__Work instructions__
Among the entries below, one stretch runs from the line that contains "of the penguin." through the line that contains "the penguin tail.". Repeat that stretch exactly, ends included, and only that.

__Listed entries__
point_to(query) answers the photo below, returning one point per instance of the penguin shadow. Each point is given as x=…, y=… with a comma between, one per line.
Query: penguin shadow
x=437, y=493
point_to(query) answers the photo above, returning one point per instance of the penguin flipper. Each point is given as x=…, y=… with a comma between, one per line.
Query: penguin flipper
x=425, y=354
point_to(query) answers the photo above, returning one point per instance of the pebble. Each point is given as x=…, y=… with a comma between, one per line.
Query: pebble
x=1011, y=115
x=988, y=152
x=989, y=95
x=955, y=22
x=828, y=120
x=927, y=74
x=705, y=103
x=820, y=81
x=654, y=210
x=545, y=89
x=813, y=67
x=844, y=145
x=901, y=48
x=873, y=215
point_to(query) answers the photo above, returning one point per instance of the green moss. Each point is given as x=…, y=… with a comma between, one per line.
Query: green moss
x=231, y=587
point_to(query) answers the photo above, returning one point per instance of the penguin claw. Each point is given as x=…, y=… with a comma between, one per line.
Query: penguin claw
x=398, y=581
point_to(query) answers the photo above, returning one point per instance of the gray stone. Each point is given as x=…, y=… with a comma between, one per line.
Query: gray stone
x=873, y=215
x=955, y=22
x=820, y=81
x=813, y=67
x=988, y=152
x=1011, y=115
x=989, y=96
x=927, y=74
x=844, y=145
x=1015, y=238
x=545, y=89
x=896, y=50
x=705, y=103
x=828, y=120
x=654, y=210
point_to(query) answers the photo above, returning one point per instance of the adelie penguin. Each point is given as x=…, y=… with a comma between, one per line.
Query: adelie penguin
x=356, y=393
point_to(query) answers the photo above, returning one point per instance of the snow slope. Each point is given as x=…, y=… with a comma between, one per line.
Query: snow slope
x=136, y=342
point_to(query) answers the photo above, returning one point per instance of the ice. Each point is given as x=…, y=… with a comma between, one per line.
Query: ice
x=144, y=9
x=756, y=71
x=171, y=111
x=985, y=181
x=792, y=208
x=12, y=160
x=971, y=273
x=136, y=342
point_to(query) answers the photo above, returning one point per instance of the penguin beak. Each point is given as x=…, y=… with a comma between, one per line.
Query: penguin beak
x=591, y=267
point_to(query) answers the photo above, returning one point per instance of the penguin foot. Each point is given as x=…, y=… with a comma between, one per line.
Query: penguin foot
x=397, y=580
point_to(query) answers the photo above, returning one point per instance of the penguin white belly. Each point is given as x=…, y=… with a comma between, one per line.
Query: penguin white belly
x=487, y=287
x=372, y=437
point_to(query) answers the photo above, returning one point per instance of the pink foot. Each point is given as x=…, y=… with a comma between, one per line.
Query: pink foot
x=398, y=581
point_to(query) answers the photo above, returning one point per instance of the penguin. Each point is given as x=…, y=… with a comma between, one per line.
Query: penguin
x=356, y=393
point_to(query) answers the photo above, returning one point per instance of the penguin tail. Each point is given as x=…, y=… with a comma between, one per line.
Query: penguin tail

__Exercise solution__
point_to(query) answers the photo above, returning one point per instance of the penguin. Each point is given as x=…, y=… with a comma between, one per line.
Query: penguin
x=356, y=393
point_to(query) answers the photo above, returning one point per instance of the penguin tail. Each point is given as x=…, y=… with a comma between, one per line.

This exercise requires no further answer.